* TRY IT *
Filter the material below so that only lines containing "path" remain.

☆ ☆ ☆

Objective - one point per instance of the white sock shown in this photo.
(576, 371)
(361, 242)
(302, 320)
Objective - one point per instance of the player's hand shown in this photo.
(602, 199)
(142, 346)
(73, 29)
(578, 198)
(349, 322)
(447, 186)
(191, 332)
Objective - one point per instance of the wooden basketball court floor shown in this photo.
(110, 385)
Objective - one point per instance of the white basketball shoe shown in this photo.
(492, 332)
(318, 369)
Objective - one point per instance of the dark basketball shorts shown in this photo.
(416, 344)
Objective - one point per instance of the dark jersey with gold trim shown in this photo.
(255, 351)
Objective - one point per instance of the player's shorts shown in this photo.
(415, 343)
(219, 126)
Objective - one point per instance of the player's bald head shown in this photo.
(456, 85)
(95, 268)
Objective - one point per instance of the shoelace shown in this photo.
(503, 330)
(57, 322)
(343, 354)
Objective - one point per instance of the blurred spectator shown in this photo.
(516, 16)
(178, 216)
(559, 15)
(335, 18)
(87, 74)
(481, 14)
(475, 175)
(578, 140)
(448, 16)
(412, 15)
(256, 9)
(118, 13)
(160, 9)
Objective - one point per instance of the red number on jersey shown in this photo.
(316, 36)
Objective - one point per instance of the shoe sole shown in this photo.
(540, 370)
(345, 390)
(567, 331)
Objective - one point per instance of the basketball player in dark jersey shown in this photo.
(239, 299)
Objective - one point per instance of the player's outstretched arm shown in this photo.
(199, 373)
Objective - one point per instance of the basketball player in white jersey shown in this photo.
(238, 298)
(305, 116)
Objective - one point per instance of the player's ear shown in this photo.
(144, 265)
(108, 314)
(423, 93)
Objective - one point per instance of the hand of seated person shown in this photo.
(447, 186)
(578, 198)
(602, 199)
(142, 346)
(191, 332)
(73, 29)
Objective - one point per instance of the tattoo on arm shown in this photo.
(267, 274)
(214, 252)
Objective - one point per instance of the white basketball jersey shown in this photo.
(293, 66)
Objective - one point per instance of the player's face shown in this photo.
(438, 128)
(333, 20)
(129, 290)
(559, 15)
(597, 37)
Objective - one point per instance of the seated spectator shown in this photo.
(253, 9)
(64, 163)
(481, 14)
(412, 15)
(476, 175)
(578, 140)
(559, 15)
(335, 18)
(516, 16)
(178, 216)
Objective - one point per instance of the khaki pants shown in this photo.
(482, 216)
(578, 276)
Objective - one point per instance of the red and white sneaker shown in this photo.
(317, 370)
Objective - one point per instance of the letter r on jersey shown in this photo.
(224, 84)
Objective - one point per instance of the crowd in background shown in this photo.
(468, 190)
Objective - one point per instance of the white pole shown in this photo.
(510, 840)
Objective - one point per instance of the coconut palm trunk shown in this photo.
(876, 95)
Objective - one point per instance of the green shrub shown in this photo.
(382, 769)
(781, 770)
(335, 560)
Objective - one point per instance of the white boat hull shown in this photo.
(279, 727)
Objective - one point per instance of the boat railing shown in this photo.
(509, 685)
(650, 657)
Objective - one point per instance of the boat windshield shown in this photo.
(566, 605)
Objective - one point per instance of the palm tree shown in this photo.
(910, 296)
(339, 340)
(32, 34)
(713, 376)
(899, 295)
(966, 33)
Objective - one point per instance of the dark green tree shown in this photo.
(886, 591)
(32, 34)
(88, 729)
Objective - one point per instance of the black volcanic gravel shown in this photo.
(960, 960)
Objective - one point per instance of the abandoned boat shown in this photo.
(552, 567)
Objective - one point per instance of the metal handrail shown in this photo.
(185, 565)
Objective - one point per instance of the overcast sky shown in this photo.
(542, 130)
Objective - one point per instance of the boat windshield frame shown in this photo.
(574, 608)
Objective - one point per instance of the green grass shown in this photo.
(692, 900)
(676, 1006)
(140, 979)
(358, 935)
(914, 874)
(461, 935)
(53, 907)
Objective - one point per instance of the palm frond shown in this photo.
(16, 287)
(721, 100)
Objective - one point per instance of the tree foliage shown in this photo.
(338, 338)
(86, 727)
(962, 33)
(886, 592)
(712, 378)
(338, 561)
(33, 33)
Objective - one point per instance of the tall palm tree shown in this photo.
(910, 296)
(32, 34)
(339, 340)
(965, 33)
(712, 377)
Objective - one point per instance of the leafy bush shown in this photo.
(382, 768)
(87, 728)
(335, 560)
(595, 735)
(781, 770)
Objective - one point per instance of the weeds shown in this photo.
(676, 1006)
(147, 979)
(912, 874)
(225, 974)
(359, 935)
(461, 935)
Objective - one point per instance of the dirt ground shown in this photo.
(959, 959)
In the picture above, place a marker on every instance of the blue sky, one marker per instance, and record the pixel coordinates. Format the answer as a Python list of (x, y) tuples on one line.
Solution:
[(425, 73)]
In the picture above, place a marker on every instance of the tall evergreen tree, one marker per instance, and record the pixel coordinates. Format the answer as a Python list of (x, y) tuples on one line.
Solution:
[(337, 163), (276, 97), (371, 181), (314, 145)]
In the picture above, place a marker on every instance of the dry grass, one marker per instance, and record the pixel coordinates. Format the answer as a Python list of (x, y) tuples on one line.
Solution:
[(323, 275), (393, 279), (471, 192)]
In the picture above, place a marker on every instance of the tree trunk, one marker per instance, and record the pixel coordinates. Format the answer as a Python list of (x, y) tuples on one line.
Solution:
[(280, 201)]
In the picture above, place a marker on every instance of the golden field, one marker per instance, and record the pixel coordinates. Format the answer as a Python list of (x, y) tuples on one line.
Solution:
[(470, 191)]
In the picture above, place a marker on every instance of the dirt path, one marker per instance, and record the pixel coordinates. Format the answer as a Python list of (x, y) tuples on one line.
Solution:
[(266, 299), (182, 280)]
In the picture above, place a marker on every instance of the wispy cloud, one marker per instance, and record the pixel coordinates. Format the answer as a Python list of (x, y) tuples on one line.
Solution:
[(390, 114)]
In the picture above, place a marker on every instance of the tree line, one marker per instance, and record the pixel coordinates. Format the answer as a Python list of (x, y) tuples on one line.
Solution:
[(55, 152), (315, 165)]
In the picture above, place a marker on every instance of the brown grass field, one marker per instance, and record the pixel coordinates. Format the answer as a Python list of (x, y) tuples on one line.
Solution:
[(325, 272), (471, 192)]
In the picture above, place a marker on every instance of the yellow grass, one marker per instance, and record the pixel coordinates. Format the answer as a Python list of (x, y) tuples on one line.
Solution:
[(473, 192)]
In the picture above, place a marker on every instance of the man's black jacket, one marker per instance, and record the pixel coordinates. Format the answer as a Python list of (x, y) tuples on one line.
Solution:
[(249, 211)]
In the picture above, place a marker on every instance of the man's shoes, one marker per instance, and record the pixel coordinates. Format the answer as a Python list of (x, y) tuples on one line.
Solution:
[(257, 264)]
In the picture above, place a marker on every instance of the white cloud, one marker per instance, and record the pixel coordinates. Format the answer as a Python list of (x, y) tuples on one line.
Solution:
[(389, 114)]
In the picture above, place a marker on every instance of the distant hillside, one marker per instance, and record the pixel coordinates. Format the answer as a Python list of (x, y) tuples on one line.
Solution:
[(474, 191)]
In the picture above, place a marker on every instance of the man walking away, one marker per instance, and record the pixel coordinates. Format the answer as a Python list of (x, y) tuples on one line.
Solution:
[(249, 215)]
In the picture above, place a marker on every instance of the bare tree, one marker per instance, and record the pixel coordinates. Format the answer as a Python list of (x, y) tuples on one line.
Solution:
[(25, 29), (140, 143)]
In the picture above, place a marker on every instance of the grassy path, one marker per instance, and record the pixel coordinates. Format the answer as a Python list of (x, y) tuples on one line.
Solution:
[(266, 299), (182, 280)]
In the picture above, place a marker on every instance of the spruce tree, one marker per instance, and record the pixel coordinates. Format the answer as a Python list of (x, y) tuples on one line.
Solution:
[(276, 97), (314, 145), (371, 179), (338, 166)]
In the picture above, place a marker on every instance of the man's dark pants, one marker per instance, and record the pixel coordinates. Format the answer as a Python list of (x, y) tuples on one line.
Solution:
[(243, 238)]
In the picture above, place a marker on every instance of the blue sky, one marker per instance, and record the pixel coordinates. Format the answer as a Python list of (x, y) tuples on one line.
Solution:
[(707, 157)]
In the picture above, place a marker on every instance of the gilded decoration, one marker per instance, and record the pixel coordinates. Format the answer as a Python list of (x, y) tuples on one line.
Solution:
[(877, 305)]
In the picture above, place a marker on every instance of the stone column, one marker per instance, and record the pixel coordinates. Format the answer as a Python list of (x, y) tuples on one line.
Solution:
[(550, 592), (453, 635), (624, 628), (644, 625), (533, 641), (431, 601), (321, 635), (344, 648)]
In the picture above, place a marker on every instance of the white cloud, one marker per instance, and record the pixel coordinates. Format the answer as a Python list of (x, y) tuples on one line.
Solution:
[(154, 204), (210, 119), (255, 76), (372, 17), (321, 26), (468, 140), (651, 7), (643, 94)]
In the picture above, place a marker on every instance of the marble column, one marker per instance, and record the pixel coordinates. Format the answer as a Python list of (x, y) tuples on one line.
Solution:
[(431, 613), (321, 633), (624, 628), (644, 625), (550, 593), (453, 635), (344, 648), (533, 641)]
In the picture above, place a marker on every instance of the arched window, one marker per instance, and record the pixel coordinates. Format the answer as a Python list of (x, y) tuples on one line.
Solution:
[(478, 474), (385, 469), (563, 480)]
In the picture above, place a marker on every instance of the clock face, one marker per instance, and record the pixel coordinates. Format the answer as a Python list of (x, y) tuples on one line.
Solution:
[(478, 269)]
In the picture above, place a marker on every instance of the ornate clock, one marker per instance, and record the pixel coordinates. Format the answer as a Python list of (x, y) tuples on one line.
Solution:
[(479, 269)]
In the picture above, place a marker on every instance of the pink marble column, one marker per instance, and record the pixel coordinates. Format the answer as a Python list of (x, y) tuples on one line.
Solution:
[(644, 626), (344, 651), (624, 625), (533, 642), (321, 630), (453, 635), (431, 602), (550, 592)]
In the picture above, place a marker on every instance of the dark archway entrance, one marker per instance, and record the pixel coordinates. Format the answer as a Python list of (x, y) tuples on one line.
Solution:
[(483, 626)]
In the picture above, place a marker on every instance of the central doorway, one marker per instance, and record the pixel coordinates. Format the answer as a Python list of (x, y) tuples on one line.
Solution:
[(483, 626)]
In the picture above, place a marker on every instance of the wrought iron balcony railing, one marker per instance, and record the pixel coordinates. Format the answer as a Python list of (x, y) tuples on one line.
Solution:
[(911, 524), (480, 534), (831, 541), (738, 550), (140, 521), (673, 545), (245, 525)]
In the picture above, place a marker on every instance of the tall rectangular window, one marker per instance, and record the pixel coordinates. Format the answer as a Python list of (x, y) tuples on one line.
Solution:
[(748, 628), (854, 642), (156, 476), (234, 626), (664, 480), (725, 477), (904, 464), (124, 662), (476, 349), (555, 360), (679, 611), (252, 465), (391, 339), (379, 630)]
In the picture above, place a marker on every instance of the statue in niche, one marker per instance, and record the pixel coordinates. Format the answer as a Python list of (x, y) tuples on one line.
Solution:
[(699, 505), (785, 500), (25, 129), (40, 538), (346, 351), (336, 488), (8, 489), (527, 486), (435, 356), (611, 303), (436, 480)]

☆ ☆ ☆

* EXPECTED ANSWER *
In the picture above, place a marker on every instance of the dirt path, one marker per instance, and record the pixel coordinates. Format the answer as a Python list of (x, y) tuples on one line.
In the picture above, place a marker on every instance of the grassy path, one marker per instance, and record the pixel coordinates. Format the answer as a Python list of (x, y) tuples on one line.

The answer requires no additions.